***** Material shown

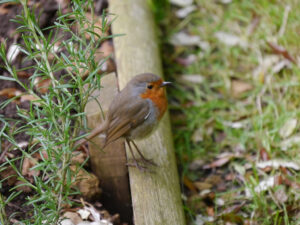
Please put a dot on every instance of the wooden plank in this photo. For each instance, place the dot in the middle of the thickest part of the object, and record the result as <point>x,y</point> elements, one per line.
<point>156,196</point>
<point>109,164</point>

**********
***** Material shown

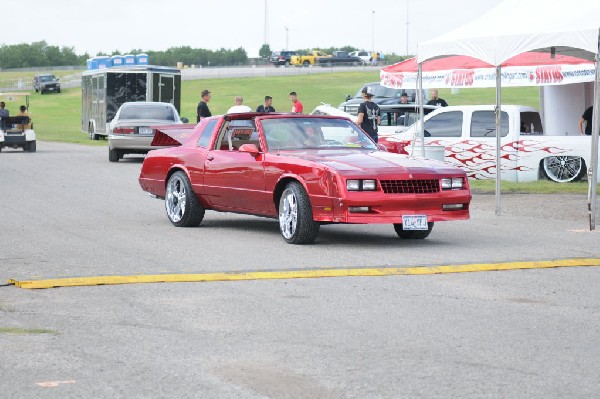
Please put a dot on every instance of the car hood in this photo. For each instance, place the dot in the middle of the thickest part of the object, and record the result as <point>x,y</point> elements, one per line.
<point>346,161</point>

**********
***** Material shown

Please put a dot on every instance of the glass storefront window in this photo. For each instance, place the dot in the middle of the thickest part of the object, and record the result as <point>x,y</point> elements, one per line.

**********

_Task statement_
Report how many lines in the rows above contain the word "object", with case counting. Give only the number.

_Finished exercise_
3